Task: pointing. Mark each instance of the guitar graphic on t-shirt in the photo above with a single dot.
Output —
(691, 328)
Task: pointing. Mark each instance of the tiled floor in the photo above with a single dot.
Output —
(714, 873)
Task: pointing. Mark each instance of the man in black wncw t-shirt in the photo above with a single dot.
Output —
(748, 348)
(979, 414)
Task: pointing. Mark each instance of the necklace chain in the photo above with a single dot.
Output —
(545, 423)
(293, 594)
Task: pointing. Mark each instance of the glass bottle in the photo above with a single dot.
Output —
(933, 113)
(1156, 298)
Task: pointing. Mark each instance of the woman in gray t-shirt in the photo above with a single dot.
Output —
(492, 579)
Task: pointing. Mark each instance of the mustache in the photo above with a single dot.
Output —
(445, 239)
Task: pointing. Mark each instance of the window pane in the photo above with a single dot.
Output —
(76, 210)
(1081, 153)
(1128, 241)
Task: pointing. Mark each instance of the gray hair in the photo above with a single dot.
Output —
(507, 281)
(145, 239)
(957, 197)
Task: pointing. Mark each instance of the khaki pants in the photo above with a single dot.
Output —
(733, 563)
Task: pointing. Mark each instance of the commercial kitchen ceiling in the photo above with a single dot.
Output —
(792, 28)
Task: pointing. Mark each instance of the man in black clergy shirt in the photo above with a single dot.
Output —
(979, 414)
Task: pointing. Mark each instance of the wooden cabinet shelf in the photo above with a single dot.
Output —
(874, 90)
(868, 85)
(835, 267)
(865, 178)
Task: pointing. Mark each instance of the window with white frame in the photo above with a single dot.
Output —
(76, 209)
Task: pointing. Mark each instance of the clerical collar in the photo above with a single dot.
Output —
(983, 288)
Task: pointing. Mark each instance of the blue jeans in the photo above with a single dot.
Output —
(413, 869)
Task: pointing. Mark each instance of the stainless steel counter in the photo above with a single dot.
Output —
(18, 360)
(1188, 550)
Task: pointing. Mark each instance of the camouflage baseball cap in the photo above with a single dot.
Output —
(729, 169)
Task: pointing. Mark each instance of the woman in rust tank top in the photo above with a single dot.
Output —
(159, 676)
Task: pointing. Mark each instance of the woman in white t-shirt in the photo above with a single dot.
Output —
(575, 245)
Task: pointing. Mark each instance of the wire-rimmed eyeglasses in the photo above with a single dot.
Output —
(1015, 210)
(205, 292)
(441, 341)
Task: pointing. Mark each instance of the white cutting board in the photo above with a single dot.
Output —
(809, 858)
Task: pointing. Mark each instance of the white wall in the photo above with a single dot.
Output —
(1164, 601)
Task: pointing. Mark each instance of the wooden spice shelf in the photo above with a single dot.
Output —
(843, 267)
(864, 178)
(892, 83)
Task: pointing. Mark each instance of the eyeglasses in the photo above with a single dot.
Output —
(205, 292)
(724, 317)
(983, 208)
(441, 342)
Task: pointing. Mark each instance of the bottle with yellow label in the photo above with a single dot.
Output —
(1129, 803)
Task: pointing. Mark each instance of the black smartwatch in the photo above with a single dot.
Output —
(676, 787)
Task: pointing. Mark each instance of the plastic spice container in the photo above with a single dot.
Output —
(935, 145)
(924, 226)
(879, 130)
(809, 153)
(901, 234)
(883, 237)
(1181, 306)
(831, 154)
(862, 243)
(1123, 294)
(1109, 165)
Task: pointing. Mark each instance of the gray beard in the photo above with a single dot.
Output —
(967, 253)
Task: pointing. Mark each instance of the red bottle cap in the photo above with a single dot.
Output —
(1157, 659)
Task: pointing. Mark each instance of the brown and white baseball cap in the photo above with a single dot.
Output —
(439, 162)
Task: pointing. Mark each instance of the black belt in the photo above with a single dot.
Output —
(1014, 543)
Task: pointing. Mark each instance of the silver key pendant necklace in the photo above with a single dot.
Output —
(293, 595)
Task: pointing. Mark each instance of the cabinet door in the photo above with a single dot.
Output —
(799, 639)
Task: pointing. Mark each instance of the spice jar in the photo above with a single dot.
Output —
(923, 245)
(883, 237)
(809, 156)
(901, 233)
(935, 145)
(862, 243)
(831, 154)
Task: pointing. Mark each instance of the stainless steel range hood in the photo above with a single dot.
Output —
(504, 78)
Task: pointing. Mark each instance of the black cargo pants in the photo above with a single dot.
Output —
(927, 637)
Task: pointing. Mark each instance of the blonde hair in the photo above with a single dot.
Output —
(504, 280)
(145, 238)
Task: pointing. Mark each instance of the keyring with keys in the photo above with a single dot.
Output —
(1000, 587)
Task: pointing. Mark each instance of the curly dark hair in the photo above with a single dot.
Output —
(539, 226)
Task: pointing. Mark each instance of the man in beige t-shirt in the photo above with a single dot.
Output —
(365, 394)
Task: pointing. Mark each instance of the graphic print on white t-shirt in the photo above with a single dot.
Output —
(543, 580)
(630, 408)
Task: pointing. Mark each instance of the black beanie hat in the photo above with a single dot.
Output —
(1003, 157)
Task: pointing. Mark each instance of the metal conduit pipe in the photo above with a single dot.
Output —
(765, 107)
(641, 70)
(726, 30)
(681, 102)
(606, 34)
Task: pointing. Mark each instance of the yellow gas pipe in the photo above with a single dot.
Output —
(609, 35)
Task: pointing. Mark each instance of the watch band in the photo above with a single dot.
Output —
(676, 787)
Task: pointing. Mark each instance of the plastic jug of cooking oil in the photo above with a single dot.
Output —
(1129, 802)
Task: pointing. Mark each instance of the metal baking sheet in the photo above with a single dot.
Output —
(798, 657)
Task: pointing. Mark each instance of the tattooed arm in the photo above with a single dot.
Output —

→ **Task goal**
Output every record above exactly as it appears.

→ **Task answer**
Task: pointing. Mark each instance of the guitar graphic on t-shirt in the photo above with a single dot.
Output —
(691, 328)
Task: pointing. Mark each instance of the tiled floor in the photo above with a single dot.
Output —
(714, 873)
Task: pointing. Mark each instance of the man in black wncw t-shirt in the photo above with a single dot.
Output —
(748, 348)
(979, 414)
Task: pointing. Mark each instance of the necklace chain in the photo above with a single dot.
Output —
(545, 423)
(293, 594)
Task: pointing. Mark each instance of the glass bottle in the photo above with a single dot.
Output —
(933, 113)
(1156, 298)
Task: pointing. Mark each instance of the woman in gray t-shirt in the photo above with a single dot.
Output —
(492, 579)
Task: pointing. Mark each instance of the mustache in the photo above with a single dot.
Output —
(445, 239)
Task: pointing. Mark each instance of the window pane in the photo above with a single dot.
Output —
(76, 210)
(1081, 153)
(1128, 241)
Task: pointing. Mark each instance of the gray hair in the photo above with a single dot.
Output —
(507, 281)
(145, 239)
(957, 197)
Task: pointing. Mark each instance of the khaki pants in the photo above with a single dot.
Output —
(733, 563)
Task: pointing. Mark each instance of the commercial kitchen ceiling in the photo above with a single dot.
Output —
(792, 28)
Task: pointing. Mark each instance of the man in black clergy shirt in the photo above with a single dot.
Output —
(979, 414)
Task: pointing. Mark each instance of the wooden cabinet shelf in the photo above with a single dot.
Output —
(874, 90)
(868, 85)
(835, 267)
(865, 178)
Task: pointing. Mark each instance of the window with white frame in the photo above with a single dot.
Output —
(76, 209)
Task: pointing. Mark each instance of the clerical collar in the photo above with a single dot.
Output —
(983, 288)
Task: pointing. Mark each instance of the blue jeans in the photo above with a single dot.
Output —
(413, 869)
Task: pointing. Mark each instance of the stainless steel counter in the photo above with a single dot.
Output —
(18, 360)
(1188, 550)
Task: pointing. Mark each instance of the camouflage baseball cap in the photo above with a single dot.
Output —
(729, 169)
Task: pointing. Mark each instance of the woman in rust tank top in the photo above with a single dot.
Output —
(159, 676)
Task: pointing. Mark each instance of the woman in white t-shirt in the photo above with a single dot.
Output —
(575, 245)
Task: pointing. Mark each instance of the wire-rimmed eyeglasses in the photo above with a single dot.
Output —
(1015, 210)
(205, 292)
(441, 341)
Task: pointing. Mark each instance of the white cutting board in the photo above with a single dot.
Output —
(809, 858)
Task: pointing. Mark each instance of the white wall in the photo above with a single dot.
Output —
(1164, 601)
Task: pointing. Mark each instance of the wooden spice shelf in the photo above with a single dot.
Output —
(843, 267)
(864, 178)
(892, 83)
Task: pointing. Mark each instance of the eyeglasses in the photo above with a single dot.
Output —
(205, 292)
(724, 317)
(983, 208)
(441, 342)
Task: pointing. Mark each instance of the bottle with yellow label in the photo above with a single dot.
Output —
(1129, 803)
Task: pointing. Mark each instance of the black smartwatch in the photo above with a single dot.
Output —
(676, 787)
Task: pointing. Mark each instance of the plastic spice container in the photo above with a single dot.
Output —
(935, 145)
(924, 226)
(879, 130)
(809, 153)
(901, 234)
(883, 237)
(1181, 306)
(831, 154)
(862, 243)
(1123, 294)
(1109, 165)
Task: pointing. Mark each instance of the gray beard in the photo above with a single dot.
Output —
(967, 253)
Task: pointing. Mark each instance of the red bottle cap in the photo above with a single dot.
Output —
(1157, 659)
Task: pointing. Mark each instance of the brown and white baseball cap in the photo above with a single dot.
Output —
(439, 162)
Task: pointing. Mark each instance of the black belt in the photo above with a single dot.
Output —
(1014, 543)
Task: pointing. Mark each instance of the silver key pendant necklace in the photo above with a single dot.
Output —
(293, 595)
Task: pointing. Mark each instance of the cabinet door in the photo above with a single dot.
Output —
(799, 639)
Task: pointing. Mark each instance of the spice jar in the photo above with a single dot.
Output —
(923, 245)
(883, 237)
(809, 156)
(901, 233)
(935, 145)
(862, 243)
(831, 154)
Task: pointing. Mark each instance of the stainless steel range hood in the photo above with a single dot.
Output —
(504, 78)
Task: pointing. Mark each instance of the black cargo pants in the photo above with a single dot.
Output —
(927, 637)
Task: pointing. Mark each instance of the blonde hair in the photo above with a single dot.
Output —
(504, 280)
(145, 238)
Task: pointing. Mark each instance of the keyring with keys in the photo above with a single dot.
Output —
(1000, 587)
Task: pointing. Mark each instance of the curly dark hair in the photo above with a single dot.
Output —
(539, 226)
Task: pointing. Mark each instance of the man in beige t-shirt in the photo above with a single dot.
Output —
(365, 394)
Task: pointing. Mark each instance of the graphic print on white t-shirt in the photo above with a single dot.
Output —
(543, 580)
(630, 408)
Task: pointing. Mark each instance of the black beanie hat in the photo above with a single dot.
Output —
(1003, 157)
Task: pointing. Mark each instance of the metal conduit pipe in the photo above with a single dot.
Output —
(765, 107)
(641, 70)
(726, 30)
(681, 102)
(606, 34)
Task: pointing. Mark each instance of the yellow gas pipe in the photo above with a single dot.
Output —
(609, 35)
Task: pointing. Mark each instance of the watch band in the photo above with a single dot.
Output —
(676, 787)
Task: pointing. Mark each instance of the plastic jug of cooking oil in the photo above with a single dot.
Output —
(1129, 802)
Task: pointing. Mark each instance of the metal baking sheet in the photo above with a single dot.
Output —
(798, 657)
Task: pointing. Mark each instance of the tattooed arm in the photo above with a single dot.
Output —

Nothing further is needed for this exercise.